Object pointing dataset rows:
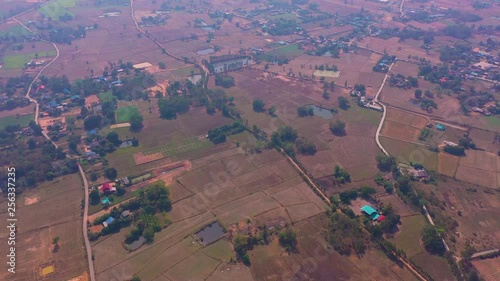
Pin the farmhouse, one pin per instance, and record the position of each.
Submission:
(142, 65)
(371, 212)
(228, 63)
(440, 127)
(109, 221)
(108, 187)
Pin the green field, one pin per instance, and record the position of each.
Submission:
(57, 8)
(14, 29)
(493, 121)
(23, 120)
(123, 113)
(106, 97)
(175, 148)
(19, 61)
(408, 237)
(290, 51)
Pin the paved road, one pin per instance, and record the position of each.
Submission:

REQUEST: Copy all of the entries verbatim, leaving out any pictures they contain.

ANSWER FOR THIS EXERCISE:
Pin the farmhouse, one pin per instance, and record the position of each.
Submission:
(142, 65)
(371, 212)
(228, 63)
(440, 127)
(109, 221)
(108, 187)
Pin the green field, one pin per instance, and record the position of each.
Submission:
(57, 8)
(14, 29)
(493, 121)
(23, 120)
(123, 113)
(106, 97)
(175, 148)
(19, 61)
(408, 237)
(290, 51)
Pin the paved road, one pin per instance, and record the position of each.
Submission:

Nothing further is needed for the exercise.